● Work order: In the entries below, find the line with "Target: cat's leg" and the line with "Target: cat's back". Reproduce those two lines and every line between them exactly, and nothing more.

[Stored items from a collection]
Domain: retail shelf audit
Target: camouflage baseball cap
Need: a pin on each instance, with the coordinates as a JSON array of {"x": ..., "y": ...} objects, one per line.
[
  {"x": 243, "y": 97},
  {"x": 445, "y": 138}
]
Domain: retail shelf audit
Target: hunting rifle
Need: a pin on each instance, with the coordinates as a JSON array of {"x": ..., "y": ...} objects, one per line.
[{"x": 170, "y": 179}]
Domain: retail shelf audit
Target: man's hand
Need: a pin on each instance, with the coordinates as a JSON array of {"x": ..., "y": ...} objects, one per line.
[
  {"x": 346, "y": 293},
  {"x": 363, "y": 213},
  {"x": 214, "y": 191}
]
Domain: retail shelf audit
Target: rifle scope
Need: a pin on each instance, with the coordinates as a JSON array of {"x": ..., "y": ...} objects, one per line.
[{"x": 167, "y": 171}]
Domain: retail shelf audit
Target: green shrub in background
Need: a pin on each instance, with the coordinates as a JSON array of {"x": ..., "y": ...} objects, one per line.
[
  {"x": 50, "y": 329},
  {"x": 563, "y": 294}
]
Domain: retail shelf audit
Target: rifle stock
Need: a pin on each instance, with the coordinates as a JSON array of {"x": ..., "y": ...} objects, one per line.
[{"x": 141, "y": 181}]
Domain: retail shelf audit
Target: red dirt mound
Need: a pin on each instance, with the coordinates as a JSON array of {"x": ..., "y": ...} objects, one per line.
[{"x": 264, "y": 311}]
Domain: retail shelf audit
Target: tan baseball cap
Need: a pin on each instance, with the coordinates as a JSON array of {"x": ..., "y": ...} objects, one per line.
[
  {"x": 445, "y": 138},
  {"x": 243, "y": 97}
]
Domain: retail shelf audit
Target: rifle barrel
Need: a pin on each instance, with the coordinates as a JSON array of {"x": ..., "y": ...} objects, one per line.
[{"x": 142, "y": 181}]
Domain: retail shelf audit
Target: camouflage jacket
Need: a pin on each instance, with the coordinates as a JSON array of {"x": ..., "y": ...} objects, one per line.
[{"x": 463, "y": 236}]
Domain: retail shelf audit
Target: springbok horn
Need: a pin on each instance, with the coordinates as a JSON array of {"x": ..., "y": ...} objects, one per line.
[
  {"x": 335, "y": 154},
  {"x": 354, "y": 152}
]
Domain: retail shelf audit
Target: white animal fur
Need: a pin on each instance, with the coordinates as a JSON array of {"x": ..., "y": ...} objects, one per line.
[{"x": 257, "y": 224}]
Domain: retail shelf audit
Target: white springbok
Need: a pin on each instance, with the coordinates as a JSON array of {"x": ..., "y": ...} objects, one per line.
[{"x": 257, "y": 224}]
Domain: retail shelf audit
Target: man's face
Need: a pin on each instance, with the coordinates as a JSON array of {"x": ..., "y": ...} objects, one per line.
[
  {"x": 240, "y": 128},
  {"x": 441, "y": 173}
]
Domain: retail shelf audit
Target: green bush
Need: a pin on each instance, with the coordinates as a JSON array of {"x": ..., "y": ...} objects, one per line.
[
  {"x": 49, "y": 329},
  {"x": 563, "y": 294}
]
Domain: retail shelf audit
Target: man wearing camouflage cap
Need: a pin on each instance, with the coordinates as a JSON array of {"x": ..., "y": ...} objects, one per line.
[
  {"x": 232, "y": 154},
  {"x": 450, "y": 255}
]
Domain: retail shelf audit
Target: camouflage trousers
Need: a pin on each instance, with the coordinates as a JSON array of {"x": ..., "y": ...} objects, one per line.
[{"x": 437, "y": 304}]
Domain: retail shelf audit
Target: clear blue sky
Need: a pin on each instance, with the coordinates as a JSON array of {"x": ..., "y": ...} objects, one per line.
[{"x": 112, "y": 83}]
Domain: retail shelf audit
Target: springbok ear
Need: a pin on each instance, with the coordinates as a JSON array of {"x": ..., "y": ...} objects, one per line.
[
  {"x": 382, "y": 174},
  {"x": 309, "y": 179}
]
* * *
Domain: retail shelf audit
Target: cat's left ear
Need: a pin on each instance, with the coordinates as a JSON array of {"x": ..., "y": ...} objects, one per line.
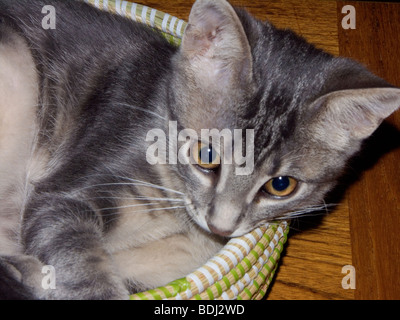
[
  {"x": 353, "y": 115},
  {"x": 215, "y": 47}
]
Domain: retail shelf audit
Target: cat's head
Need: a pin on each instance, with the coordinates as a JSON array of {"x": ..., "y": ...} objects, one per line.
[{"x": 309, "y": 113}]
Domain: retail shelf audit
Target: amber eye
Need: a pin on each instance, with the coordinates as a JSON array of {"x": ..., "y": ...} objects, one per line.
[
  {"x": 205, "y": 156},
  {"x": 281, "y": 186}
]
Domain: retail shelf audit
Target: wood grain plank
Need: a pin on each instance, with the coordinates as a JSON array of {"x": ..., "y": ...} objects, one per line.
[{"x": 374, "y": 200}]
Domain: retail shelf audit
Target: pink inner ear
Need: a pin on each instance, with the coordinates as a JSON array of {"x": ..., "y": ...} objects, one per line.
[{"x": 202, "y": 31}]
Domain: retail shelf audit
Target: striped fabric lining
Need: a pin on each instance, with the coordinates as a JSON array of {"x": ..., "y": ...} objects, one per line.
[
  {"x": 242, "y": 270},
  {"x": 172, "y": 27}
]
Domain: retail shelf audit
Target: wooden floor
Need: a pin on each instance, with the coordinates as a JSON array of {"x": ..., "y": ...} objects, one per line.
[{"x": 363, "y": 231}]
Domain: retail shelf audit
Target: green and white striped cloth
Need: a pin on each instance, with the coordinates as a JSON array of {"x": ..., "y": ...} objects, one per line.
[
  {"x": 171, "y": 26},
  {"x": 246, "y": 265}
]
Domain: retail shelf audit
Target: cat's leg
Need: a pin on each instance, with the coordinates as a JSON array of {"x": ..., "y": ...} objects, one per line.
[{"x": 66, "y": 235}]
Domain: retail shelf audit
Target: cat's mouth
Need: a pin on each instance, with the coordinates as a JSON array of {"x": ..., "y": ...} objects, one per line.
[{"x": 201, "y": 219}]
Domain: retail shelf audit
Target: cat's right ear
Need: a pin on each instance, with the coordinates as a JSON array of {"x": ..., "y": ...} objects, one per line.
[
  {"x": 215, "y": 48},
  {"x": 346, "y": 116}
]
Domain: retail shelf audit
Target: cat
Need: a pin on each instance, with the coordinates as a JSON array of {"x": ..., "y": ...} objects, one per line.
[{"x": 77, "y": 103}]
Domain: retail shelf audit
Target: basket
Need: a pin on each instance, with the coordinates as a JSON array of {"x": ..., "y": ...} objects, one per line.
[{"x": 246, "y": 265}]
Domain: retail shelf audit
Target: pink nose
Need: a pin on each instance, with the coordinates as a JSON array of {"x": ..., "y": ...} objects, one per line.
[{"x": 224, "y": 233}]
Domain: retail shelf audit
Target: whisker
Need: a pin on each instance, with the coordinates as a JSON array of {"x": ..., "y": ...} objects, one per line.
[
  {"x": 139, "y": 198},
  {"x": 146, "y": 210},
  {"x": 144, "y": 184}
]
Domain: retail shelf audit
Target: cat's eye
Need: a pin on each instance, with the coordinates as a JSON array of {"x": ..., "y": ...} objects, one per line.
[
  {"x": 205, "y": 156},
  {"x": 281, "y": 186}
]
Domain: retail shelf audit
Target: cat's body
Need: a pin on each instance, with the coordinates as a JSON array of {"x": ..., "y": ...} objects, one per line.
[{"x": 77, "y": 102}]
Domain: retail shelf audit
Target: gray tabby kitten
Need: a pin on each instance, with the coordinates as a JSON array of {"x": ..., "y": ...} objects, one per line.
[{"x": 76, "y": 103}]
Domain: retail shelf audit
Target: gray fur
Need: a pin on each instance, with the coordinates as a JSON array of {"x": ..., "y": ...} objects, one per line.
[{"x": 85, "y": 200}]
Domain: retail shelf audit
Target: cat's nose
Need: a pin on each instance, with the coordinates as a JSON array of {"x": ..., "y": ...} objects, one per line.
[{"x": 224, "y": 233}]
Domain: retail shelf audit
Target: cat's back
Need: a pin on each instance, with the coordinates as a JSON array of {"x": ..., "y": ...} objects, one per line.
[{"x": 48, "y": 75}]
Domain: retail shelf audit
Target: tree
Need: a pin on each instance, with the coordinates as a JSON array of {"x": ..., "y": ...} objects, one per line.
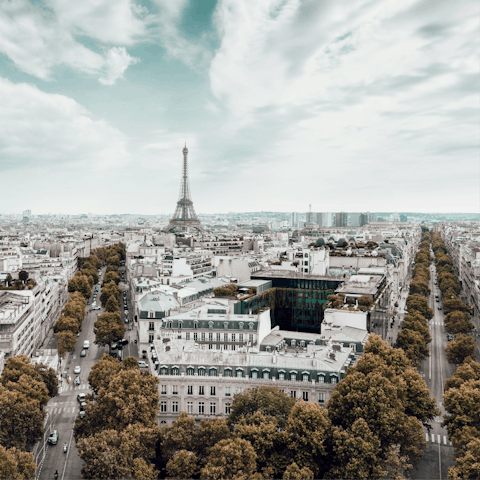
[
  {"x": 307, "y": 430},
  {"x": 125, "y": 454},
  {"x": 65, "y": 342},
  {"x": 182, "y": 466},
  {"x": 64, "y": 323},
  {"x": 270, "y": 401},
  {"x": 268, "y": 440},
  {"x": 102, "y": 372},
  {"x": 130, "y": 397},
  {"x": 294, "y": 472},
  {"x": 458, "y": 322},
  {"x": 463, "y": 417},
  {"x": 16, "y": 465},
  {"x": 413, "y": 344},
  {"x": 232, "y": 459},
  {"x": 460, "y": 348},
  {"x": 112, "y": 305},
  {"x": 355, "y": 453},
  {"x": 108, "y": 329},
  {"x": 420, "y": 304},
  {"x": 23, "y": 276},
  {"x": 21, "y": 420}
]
* * *
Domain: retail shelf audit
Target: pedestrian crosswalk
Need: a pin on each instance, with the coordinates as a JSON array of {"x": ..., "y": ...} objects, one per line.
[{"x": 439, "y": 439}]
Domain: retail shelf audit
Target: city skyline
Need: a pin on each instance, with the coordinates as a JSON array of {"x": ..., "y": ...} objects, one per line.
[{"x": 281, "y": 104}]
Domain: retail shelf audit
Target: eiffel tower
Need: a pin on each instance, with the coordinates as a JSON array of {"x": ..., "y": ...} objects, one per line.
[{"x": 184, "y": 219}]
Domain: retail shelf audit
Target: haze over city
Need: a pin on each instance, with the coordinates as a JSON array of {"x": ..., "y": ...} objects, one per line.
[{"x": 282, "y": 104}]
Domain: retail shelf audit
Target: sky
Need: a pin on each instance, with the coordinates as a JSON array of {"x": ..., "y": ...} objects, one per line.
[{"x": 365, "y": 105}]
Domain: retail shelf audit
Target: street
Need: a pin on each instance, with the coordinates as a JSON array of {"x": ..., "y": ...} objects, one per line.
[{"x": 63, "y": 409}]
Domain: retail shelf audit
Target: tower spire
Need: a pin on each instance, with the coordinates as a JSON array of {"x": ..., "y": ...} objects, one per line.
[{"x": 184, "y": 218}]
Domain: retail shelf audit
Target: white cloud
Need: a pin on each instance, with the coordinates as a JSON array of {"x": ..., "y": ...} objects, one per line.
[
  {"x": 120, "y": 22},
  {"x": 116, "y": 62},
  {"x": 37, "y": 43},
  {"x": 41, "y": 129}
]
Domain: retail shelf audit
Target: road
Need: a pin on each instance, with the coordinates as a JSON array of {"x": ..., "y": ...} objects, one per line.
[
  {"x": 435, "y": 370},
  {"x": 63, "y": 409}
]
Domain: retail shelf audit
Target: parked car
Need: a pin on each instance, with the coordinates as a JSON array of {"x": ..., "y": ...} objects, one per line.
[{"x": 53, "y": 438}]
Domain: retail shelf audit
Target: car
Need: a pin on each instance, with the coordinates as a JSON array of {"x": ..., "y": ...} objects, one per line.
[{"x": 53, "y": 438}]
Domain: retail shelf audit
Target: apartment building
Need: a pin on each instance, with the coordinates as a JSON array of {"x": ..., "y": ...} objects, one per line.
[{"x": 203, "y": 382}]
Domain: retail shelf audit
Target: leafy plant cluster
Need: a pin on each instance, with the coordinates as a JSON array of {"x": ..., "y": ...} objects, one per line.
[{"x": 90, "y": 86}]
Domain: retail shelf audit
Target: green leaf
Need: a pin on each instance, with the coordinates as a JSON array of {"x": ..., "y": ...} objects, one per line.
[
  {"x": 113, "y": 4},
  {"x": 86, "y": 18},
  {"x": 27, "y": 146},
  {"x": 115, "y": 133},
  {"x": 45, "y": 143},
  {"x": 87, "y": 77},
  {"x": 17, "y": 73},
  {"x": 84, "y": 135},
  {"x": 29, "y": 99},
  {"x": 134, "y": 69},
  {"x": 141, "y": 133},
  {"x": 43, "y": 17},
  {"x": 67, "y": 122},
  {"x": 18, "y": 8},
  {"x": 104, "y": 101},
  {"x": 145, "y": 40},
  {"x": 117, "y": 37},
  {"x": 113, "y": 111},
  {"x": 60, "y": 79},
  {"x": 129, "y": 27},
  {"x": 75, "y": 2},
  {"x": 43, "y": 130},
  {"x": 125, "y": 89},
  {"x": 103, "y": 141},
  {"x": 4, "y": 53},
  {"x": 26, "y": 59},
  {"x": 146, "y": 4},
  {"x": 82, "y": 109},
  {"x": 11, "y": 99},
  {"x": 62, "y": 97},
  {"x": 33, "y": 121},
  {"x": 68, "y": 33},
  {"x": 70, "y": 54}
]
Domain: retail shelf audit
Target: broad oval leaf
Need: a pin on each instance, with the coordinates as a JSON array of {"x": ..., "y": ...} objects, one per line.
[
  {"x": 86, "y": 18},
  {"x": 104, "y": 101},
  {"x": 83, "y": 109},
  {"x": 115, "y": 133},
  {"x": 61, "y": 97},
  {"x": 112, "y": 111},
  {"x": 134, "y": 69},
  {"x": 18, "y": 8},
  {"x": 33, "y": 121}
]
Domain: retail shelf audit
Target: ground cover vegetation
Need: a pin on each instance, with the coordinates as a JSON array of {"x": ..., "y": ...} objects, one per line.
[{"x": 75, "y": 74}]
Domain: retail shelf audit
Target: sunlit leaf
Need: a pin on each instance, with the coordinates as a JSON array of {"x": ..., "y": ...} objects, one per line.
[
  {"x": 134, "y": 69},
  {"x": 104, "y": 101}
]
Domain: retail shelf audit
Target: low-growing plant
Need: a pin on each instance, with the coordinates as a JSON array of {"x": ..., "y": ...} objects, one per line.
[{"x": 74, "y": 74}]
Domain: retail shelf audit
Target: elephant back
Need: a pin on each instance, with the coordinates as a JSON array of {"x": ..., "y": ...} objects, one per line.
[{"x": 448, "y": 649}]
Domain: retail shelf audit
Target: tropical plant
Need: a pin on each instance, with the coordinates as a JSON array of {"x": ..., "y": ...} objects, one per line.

● Solution to this exercise:
Target: cat's leg
Need: a pin on each instance, with the coordinates as a JSON array of {"x": ..., "y": ...} objects, one per line.
[{"x": 66, "y": 235}]
Domain: retail shelf audit
Target: cat's mouth
Need: a pin on each instance, with the coordinates as a JSON array of {"x": ..., "y": ...} objects, one per line.
[{"x": 201, "y": 219}]
Domain: retail shelf audit
Target: cat's right ear
Need: a pin on each instance, with the coordinates as a JSON array of {"x": ..., "y": ...} objects, one per line.
[
  {"x": 215, "y": 48},
  {"x": 346, "y": 116}
]
Domain: retail shelf audit
Target: cat
Need: a pin on each instance, with the coordinates as a JSON array of {"x": ..., "y": ...} objects, one per line.
[{"x": 77, "y": 103}]
Domain: retail shelf audit
Target: basket
Need: a pin on each instance, with the coordinates as a JSON array of {"x": ..., "y": ...} objects, one per line.
[{"x": 246, "y": 265}]
Domain: retail shelf audit
Target: pink nose
Need: a pin on each instance, with the coordinates as a JSON array of {"x": ..., "y": ...} objects, one per line.
[{"x": 224, "y": 233}]
Domain: retail shelf audit
Target: whisker
Need: a pin on each instance, with the coordinates as a JSON array of {"x": ..., "y": ...} objects, one per line.
[
  {"x": 139, "y": 198},
  {"x": 146, "y": 210},
  {"x": 144, "y": 184}
]
Domain: retail shelf audit
Target: cat's eye
Need: a pin on each instance, with the coordinates as a JSON array of {"x": ..., "y": ...} objects, one per line.
[
  {"x": 205, "y": 156},
  {"x": 281, "y": 186}
]
Domain: retail shelf audit
Target: cat's body
Need: a pin on each instance, with the coordinates as a JSON array of {"x": ..., "y": ...} objects, one per line.
[{"x": 77, "y": 102}]
Domain: retail shelf audit
Target: gray tabby kitten
Need: a pin on each instance, with the coordinates as a JSON array of {"x": ..., "y": ...} objects, one per line.
[{"x": 76, "y": 103}]
Domain: retail shelf audit
Target: gray fur
Need: a pin on each instance, with the coordinates as a JSON array of {"x": ..., "y": ...} objects, one per line.
[{"x": 85, "y": 200}]
Domain: retail shelf audit
Target: cat's nose
Need: a pin on each instance, with the coordinates as a JSON array of {"x": ..., "y": ...} objects, one per line.
[{"x": 224, "y": 233}]
Domain: retail shelf audit
Target: cat's back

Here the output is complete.